> _Textausschnitt_
==*==

"Also ich heiße Laura Eckhart. Und ich gehe auf die GSS in Tübingen, Geschwister-Scholl-Schule, in die Klasse 7b."
Und das heißt: Busfahren – jeden Tag. Denn Laura Eckhart wohnt in der Landgemeinde Waldenbuch.
"Die Schule ist 27 Kilometer und so weit weg. Hin 20 Minuten, zurück eine halbe Stunde."
Das an sich wäre ja durchaus machbar, aber: Fahren mit dem Schulbus – das geht ganz schön ins Geld.
"Zwei fahrende Kinder – jetzt zahlen wir pro Jahr so um die 2.500 Euro, was eigentlich unser Budget eh' überschreitet",
so Mutter Wiebke Eckhardt. Für sie ist auch klar: Alle vier Kinder auf die Geschwister-Scholl-Schule schicken, ein Gymnasium mit gutem Ruf – unmöglich.
"Weil die Kosten zu hoch wären. Man hat eindeutig Nachteile, wenn man auf dem Land wohnt. Dann ist es keine Bildungsgerechtigkeit."
Genauso sieht das auch Stephan Ertle, Vorstandsmitglied im Landeselternbeirat Baden-Württemberg und Vorsitzender der Initiative "Eltern für Elternrechte":
"Diese Kostenbelastung – das hat mit Bildungsgerechtigkeit überhaupt nichts zu tun."
Kein Einzelfall
Denn: Das Beispiel der Familie Eckart aus Waldenbuch ist kein Einzelfall.
"Es gibt sicherlich auch Eltern, die über 3.000 Euro zahlen."

==*==

> _Aufgaben zur Übung_
• a. Fasse den Absatz im Textausschnitt, der mit „so Mutter Wiebke Eckhardt“ beginnt, als kurze Liste zusammen und behalte die wichtigsten Fakten bei.
• b. Schreibe den Textausschnitt über die Schulbuskosten nach seinem letzten Satz weiter.
Die nachstehenden Zeilen werden nicht benötigt.

> _Erfasste Daten_

==*==

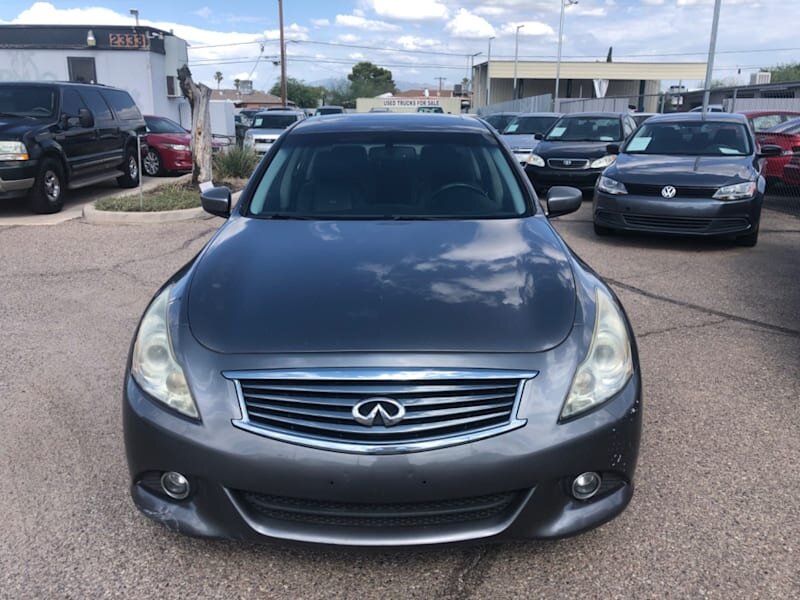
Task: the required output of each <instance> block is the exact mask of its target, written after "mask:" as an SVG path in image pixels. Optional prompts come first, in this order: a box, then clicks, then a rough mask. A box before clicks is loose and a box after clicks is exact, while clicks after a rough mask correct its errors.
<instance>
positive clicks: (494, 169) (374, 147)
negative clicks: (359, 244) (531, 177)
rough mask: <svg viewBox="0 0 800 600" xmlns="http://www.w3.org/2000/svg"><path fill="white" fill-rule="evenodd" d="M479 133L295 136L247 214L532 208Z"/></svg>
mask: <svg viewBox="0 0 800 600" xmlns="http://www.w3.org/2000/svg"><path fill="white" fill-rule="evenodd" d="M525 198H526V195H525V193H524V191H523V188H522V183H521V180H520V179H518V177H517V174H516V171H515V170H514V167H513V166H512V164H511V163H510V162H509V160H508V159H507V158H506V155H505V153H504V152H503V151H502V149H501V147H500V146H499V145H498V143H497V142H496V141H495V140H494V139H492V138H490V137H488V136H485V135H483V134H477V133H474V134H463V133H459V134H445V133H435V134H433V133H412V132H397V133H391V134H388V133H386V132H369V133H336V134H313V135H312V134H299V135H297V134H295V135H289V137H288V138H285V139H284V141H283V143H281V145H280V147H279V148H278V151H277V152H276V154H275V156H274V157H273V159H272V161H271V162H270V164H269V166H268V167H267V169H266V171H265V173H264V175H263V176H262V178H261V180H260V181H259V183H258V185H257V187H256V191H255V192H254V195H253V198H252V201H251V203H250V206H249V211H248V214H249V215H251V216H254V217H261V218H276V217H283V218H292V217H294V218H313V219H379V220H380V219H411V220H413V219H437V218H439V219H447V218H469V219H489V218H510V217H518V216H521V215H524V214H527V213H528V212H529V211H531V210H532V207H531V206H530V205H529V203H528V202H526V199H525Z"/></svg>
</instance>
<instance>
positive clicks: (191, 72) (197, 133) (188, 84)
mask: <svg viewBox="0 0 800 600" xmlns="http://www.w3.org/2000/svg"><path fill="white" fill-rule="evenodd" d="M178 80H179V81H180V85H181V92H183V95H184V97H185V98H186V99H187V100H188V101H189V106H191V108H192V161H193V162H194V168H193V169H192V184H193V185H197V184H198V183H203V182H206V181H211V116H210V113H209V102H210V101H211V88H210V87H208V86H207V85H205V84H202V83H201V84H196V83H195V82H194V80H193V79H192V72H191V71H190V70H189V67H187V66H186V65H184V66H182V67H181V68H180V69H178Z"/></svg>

==*==

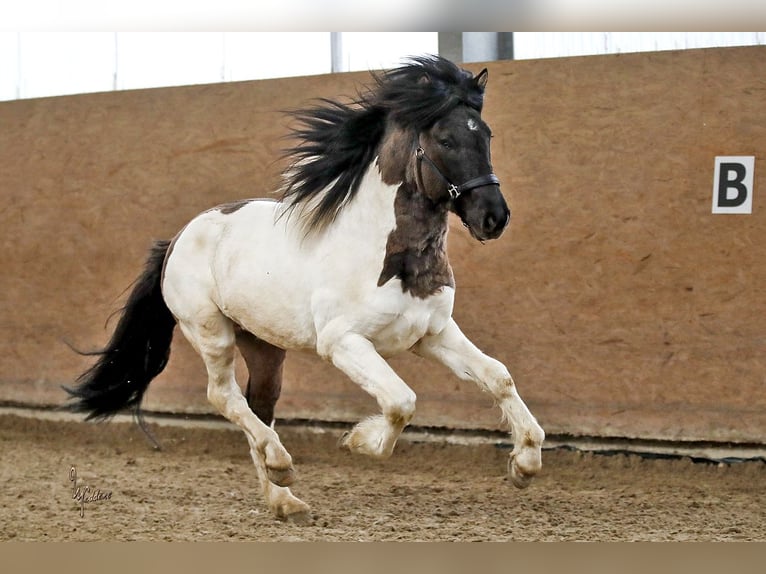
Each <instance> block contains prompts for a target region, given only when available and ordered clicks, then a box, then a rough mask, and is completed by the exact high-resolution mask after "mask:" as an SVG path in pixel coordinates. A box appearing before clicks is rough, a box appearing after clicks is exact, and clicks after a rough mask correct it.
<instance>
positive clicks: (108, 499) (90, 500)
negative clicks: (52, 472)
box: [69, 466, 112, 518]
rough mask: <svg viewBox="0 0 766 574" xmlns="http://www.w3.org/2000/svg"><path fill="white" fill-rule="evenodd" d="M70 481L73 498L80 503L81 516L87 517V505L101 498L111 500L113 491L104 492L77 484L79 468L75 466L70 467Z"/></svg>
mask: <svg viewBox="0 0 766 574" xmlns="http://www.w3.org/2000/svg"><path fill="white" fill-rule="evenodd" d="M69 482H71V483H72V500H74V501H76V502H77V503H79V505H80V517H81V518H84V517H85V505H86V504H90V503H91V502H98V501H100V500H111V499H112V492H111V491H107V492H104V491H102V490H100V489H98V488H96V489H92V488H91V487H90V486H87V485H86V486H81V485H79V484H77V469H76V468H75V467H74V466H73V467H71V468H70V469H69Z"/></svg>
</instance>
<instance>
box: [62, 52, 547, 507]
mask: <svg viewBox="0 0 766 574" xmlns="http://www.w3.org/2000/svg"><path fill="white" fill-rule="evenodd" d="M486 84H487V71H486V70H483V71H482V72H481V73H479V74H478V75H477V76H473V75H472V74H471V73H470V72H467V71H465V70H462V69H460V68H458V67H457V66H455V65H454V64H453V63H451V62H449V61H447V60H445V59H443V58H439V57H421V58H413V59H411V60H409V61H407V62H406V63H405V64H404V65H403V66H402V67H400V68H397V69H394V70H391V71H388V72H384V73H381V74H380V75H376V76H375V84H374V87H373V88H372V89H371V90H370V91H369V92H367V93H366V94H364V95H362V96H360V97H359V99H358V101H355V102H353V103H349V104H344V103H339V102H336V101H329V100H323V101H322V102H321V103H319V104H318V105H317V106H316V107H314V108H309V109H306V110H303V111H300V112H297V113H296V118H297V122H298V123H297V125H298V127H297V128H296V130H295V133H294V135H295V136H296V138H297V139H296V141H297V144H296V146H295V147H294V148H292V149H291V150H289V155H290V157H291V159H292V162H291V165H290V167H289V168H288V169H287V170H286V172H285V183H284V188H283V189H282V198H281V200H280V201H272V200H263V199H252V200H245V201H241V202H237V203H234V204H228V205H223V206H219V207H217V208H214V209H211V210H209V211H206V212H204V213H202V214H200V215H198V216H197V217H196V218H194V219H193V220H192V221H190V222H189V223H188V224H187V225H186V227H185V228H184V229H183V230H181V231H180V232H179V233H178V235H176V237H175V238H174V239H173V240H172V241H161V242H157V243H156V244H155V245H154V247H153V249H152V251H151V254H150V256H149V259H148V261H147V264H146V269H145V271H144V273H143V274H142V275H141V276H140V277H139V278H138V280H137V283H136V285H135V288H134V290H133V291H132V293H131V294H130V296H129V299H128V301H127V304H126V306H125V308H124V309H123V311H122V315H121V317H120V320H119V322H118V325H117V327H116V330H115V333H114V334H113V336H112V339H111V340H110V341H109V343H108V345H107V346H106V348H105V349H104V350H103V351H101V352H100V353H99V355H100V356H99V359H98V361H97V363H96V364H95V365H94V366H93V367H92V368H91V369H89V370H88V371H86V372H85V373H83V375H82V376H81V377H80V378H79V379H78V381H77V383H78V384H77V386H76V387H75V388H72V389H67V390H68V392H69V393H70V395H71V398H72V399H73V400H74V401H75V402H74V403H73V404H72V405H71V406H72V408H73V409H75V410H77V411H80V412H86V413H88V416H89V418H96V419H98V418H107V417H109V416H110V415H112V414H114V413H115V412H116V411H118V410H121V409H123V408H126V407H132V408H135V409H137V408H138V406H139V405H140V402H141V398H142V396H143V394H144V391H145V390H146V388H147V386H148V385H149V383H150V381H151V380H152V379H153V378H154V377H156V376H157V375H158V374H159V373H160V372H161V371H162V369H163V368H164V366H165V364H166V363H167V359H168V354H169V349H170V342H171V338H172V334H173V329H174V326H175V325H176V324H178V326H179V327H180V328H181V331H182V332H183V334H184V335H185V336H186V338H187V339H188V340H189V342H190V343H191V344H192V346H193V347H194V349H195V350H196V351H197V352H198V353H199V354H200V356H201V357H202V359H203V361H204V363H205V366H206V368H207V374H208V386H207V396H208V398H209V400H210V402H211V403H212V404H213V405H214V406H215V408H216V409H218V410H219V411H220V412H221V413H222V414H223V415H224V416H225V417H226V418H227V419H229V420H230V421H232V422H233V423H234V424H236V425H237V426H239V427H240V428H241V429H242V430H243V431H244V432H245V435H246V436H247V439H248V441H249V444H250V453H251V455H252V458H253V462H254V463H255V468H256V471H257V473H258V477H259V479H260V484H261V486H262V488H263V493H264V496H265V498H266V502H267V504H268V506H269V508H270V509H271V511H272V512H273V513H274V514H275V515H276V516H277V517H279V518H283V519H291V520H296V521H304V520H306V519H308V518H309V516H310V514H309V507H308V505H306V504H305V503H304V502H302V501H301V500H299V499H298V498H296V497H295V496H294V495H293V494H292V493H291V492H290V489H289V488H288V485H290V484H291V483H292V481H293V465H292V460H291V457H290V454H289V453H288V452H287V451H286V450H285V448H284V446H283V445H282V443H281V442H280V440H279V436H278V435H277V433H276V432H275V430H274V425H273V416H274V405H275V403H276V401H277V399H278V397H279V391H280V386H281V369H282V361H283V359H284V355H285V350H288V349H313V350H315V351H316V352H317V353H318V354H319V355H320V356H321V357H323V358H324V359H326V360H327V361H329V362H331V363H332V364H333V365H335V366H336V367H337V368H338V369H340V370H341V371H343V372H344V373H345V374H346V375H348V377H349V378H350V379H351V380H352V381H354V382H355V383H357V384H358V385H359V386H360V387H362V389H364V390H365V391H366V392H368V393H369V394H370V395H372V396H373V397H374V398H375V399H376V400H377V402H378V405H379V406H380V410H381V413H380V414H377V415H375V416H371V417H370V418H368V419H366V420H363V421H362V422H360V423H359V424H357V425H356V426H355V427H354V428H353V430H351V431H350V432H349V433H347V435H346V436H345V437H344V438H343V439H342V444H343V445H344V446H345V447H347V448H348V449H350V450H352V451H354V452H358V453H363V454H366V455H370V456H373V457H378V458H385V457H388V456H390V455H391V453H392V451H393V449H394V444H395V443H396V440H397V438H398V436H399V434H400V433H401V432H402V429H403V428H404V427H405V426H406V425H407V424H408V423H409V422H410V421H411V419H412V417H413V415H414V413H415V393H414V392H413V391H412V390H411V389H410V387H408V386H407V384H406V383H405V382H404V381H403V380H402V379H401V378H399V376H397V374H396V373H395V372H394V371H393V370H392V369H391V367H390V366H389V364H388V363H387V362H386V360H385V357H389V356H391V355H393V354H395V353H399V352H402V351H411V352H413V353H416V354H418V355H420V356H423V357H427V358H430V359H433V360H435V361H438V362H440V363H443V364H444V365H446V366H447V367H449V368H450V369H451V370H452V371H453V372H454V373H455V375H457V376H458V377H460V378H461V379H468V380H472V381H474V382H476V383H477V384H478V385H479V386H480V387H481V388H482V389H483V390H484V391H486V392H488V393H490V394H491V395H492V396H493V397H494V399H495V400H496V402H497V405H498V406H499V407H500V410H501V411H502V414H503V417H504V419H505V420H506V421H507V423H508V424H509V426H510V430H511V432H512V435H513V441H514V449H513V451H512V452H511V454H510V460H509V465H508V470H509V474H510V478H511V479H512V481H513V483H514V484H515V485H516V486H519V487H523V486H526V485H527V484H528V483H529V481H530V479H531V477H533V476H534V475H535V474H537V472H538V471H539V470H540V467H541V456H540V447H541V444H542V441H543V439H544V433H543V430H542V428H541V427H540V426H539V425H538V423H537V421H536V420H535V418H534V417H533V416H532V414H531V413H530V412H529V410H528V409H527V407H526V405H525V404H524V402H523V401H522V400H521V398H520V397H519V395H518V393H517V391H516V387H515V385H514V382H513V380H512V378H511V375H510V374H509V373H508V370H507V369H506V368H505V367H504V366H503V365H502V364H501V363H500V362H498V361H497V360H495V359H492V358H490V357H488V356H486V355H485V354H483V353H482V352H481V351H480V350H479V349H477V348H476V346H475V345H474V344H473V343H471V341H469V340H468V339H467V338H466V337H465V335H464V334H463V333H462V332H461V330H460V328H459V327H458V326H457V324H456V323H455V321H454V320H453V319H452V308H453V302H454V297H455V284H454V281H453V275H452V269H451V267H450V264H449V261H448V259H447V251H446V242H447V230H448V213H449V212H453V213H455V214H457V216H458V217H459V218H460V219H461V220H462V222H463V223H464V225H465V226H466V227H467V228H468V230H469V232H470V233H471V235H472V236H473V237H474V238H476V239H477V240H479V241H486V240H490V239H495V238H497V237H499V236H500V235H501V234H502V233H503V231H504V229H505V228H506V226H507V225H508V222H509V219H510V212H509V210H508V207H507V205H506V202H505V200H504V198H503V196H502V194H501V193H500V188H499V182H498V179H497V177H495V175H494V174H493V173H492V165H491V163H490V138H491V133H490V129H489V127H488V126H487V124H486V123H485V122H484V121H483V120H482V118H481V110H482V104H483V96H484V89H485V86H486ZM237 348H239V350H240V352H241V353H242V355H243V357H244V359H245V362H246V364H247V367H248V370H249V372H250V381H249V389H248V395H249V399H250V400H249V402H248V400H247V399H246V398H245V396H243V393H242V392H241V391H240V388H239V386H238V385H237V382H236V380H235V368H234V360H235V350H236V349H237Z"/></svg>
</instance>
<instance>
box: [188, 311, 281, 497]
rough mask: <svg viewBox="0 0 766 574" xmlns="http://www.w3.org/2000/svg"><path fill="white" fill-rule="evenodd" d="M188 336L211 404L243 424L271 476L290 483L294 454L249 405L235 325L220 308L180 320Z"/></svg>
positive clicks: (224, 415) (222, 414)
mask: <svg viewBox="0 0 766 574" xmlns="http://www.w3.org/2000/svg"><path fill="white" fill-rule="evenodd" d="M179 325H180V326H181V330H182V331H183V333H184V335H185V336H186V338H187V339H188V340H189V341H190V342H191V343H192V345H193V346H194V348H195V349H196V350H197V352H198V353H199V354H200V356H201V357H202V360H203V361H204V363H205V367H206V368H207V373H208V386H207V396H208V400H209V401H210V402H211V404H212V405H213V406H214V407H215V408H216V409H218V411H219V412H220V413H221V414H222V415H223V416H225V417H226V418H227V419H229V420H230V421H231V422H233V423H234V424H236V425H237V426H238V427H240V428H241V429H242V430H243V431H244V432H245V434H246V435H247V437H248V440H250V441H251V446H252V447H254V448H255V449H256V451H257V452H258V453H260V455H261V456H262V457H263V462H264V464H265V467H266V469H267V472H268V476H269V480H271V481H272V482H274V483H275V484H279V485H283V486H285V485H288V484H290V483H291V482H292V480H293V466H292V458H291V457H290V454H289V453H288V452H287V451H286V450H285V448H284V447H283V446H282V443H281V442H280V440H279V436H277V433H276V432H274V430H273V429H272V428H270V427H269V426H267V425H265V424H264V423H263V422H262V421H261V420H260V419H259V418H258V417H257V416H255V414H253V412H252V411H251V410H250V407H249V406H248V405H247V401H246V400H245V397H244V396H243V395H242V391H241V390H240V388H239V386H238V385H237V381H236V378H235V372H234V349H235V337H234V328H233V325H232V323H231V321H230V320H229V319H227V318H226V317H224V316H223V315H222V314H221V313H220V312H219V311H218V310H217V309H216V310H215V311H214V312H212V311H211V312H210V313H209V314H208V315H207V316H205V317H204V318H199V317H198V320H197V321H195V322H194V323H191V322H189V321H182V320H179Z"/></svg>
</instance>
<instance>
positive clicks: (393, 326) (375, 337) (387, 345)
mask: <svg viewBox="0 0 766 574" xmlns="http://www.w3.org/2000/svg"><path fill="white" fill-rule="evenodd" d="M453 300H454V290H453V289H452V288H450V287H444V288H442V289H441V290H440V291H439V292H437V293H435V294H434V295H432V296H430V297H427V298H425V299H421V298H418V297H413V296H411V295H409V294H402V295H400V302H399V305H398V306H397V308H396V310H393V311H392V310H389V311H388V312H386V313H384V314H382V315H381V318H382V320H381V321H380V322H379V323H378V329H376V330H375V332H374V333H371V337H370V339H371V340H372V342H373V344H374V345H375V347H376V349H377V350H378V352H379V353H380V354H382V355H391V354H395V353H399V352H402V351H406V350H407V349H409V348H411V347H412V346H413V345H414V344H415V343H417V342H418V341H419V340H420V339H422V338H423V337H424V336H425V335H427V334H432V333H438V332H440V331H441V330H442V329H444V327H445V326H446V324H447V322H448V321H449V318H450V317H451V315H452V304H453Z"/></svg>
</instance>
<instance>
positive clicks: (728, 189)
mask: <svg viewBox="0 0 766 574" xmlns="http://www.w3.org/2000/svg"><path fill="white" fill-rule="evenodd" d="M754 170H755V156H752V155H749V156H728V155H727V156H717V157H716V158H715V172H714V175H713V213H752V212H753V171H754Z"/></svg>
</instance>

==*==

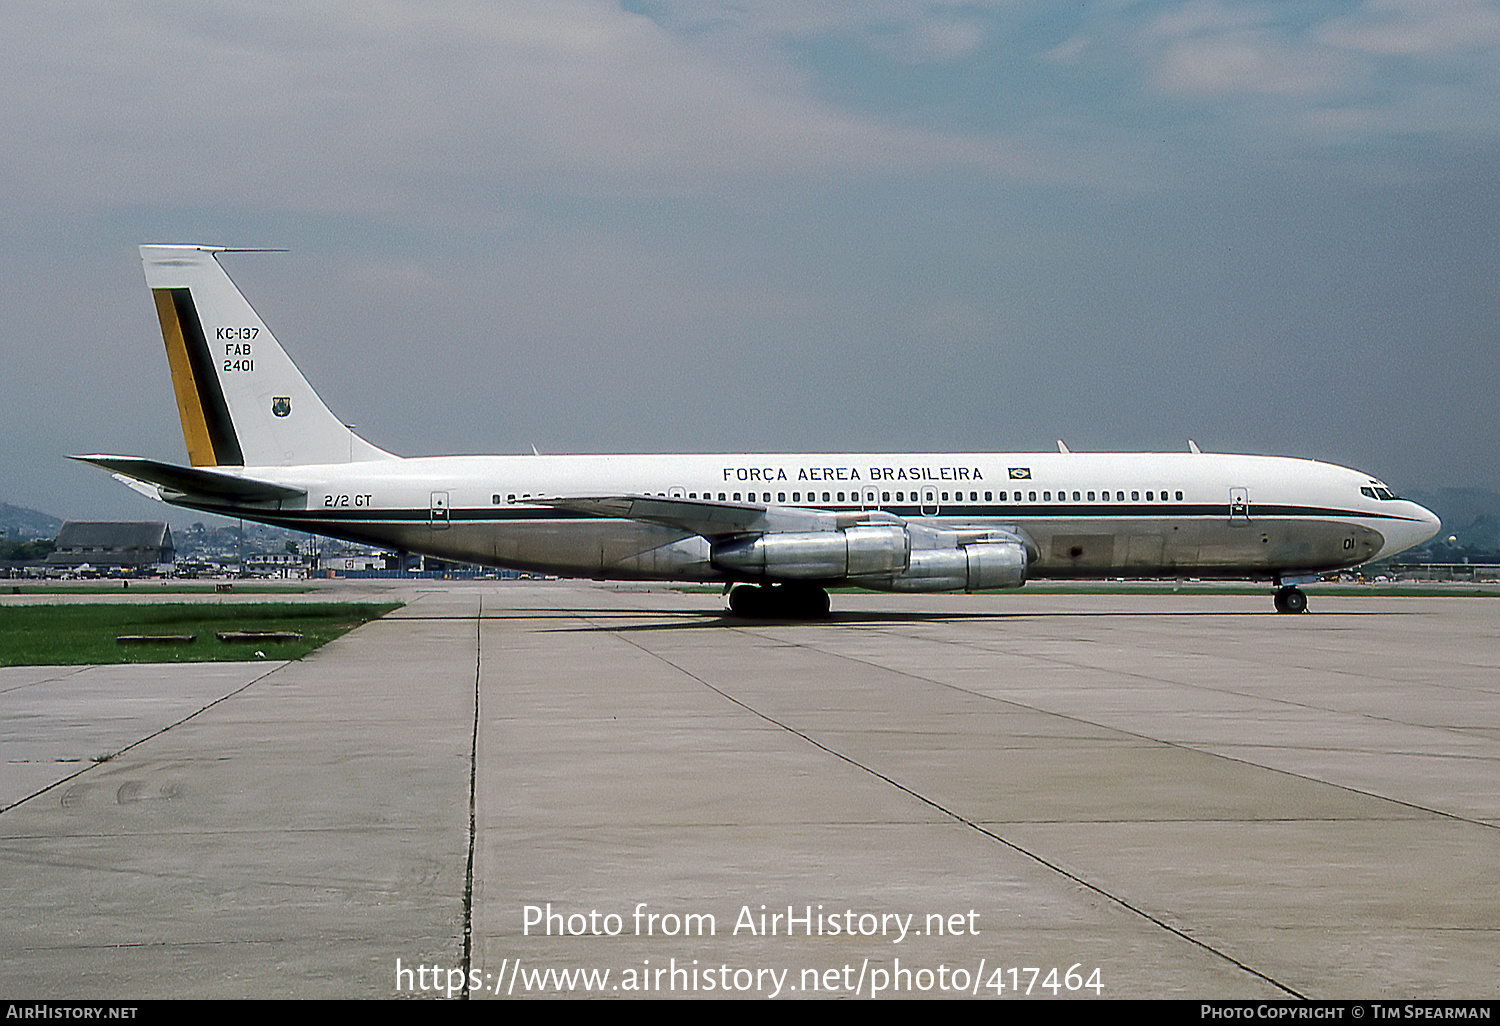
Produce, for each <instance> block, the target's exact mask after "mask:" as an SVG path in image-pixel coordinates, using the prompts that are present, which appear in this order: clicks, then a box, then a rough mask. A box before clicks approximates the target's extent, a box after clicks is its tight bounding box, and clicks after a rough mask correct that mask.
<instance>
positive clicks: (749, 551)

==*==

> _Lösungen zur Übung_
• a.
- Sprecherin: Mutter Wiebke Eckhardt
- Für sie ist klar: Alle vier Kinder auf die Geschwister-Scholl-Schule zu schicken, ist unmöglich.
- Die Schule ist ein Gymnasium mit gutem Ruf.

• b.
Damit wird für viele Kinder, die auf dem flachen Land wohnen, der Besuch eines Gymnasiums zur kostspieligen Angelegenheit. Und das können sich nicht alle Eltern leisten. Zwar überweist das Land Baden-Württemberg pro Jahr rund 195 Millionen Euro für die Finanzierung der Schülerbeförderung an die Städte und Landkreise. Zusätzlich bezahlen die Eltern weitere 200 Millionen Euro für Schulbustickets.
"Da fragt man sich natürlich: Wo bleibt das Geld? Die Transparenz ist nicht gegeben."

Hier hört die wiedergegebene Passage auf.